#### [Exercise prompt]
Gather every line from the records below that contains the word "wheel". Letter case matters.

[Dataset items]
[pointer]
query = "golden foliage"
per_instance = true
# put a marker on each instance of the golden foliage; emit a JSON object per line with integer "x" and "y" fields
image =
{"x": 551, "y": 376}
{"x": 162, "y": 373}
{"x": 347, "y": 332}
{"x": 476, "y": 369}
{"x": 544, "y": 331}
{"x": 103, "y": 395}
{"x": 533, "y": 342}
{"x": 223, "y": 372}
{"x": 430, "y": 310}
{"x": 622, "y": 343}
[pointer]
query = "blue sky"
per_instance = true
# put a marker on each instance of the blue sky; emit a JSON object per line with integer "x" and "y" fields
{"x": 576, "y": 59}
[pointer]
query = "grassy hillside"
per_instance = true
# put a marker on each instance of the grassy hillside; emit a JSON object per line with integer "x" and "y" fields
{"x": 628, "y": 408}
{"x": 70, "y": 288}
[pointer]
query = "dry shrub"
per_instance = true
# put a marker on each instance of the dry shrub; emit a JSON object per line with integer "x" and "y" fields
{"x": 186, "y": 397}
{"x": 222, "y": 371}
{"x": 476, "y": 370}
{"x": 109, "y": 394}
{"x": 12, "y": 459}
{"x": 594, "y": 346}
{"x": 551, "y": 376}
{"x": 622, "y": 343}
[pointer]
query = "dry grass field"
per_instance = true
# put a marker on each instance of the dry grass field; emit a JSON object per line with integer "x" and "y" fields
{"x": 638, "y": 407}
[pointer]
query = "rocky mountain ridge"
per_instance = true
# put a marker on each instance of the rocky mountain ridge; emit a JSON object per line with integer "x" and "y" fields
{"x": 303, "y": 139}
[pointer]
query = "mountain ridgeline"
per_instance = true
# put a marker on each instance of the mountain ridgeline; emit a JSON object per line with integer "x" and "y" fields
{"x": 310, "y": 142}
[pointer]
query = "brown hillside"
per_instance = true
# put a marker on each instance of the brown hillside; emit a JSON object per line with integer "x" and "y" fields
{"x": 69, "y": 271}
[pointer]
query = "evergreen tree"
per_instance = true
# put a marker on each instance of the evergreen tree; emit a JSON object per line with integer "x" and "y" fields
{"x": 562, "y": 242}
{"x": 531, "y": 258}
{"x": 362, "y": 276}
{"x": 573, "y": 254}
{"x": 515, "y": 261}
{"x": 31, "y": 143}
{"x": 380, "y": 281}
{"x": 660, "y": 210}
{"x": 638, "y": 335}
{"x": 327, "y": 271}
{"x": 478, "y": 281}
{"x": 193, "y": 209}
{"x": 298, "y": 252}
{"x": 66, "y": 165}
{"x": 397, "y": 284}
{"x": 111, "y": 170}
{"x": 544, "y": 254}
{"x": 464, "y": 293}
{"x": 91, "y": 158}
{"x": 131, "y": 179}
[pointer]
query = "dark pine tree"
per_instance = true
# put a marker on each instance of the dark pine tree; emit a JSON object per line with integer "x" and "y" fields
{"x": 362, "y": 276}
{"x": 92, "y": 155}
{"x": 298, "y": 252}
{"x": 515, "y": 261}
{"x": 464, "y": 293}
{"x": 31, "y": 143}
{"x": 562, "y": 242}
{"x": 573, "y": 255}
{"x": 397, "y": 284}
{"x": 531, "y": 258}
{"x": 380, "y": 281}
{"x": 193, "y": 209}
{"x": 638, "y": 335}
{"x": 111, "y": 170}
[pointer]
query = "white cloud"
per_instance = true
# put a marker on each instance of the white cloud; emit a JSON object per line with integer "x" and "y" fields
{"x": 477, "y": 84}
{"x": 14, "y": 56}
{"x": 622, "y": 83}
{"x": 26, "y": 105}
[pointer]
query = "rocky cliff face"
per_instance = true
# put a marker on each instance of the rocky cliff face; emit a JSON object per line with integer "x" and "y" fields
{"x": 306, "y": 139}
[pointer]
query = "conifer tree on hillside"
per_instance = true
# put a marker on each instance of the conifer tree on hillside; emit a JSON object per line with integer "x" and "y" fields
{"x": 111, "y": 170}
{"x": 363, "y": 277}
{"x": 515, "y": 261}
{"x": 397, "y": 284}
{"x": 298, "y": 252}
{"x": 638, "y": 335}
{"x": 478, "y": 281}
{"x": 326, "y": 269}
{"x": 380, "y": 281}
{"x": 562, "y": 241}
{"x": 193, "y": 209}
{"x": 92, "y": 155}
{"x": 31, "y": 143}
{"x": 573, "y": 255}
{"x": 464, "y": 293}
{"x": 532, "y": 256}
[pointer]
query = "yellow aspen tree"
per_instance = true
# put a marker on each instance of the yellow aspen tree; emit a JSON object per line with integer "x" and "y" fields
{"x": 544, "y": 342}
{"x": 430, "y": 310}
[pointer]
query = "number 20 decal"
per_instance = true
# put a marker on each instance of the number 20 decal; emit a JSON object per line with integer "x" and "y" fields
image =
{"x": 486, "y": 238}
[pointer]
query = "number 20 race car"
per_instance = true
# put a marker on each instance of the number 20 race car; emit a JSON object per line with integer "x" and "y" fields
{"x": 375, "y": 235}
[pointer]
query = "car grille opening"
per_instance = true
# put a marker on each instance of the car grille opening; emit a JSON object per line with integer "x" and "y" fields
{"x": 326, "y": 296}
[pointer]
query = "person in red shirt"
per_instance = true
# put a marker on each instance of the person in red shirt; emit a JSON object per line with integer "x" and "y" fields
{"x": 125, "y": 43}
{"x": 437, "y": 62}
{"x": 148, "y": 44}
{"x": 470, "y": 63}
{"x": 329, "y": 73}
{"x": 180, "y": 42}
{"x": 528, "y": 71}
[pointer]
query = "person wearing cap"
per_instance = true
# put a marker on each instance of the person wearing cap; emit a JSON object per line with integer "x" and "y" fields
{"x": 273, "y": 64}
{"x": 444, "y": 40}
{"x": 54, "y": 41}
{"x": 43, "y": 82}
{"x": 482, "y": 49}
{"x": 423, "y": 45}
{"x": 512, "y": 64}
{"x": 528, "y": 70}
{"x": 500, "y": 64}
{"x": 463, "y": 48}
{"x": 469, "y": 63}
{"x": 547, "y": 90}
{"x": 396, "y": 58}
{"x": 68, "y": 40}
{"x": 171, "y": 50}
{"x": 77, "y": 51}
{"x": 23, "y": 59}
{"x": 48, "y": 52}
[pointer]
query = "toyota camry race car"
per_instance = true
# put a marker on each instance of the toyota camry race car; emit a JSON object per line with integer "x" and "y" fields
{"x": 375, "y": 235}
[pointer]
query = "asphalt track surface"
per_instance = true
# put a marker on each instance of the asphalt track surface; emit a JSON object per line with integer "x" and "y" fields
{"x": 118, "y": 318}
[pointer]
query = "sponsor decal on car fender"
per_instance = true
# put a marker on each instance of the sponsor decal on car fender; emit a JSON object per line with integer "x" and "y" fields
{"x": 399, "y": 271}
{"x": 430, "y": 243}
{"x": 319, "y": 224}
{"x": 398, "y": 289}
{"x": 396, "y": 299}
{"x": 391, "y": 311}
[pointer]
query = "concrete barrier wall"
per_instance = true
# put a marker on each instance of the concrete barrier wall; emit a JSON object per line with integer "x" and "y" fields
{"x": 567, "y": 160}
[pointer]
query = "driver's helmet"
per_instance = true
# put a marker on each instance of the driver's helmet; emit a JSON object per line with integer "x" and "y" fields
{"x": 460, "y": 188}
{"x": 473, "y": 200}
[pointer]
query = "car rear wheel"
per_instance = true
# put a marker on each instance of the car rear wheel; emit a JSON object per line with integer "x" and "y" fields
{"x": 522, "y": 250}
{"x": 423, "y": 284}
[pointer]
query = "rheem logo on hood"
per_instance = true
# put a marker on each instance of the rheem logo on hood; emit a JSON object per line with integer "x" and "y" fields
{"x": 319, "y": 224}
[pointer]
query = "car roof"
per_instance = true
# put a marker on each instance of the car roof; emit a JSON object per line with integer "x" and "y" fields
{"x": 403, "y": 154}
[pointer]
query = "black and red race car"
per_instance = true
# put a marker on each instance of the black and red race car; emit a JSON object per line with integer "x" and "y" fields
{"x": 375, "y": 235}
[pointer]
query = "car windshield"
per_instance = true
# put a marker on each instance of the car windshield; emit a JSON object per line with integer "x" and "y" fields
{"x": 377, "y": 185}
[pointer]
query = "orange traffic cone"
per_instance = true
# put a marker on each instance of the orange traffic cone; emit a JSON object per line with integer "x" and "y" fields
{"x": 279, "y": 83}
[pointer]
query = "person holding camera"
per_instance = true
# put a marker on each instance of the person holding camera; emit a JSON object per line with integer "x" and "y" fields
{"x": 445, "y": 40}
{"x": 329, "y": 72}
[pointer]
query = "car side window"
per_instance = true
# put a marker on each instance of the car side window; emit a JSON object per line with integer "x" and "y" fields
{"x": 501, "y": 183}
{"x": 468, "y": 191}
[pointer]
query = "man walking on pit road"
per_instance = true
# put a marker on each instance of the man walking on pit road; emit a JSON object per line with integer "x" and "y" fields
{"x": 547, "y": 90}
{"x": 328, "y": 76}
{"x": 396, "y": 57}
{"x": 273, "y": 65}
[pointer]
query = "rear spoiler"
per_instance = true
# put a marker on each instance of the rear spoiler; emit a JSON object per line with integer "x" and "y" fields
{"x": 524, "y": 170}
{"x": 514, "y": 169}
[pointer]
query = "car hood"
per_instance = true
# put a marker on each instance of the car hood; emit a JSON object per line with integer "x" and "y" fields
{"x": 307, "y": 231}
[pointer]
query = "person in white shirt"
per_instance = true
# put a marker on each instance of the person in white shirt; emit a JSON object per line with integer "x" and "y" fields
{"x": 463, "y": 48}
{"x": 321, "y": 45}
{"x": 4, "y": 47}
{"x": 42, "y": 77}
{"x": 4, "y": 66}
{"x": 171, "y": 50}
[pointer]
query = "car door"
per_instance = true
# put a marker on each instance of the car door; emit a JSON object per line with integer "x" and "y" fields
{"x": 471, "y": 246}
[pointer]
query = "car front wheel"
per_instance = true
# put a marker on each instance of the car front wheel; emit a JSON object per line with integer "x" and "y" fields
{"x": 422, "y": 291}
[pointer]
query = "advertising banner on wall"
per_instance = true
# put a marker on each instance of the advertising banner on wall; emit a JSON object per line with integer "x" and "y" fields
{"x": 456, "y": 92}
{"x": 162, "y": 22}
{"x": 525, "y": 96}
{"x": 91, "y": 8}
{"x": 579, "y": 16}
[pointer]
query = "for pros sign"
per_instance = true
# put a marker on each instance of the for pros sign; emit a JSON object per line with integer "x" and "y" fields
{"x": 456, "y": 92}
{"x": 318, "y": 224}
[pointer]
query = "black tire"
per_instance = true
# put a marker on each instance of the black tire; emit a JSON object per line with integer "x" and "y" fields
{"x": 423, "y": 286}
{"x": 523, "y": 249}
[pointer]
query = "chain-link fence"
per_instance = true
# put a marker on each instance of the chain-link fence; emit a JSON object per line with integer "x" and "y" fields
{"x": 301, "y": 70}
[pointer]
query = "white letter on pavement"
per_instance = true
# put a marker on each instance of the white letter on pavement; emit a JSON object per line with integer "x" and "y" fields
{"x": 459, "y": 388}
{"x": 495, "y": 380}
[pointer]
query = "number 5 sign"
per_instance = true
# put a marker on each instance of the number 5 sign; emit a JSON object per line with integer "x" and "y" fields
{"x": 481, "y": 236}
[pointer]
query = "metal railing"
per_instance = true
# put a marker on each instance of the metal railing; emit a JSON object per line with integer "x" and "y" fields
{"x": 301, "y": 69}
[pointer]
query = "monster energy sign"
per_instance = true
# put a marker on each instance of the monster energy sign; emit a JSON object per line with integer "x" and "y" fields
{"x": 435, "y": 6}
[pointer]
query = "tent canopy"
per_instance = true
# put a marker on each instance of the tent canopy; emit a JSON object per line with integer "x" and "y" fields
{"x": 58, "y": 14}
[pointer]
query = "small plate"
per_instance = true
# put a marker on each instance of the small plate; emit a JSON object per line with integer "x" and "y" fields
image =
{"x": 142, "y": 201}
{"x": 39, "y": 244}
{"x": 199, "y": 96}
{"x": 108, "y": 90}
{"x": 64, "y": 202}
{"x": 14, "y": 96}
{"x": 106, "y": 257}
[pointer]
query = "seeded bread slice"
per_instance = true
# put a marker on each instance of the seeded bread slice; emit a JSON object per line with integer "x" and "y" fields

#### [Correct result]
query = "car rear wheel"
# put a marker on each instance of the car rear wheel; emit a JSON object per line with integer "x" and "y" fields
query = "car front wheel"
# put a marker on each instance of the car front wheel; emit a JSON object per line with integer "x" and "y" fields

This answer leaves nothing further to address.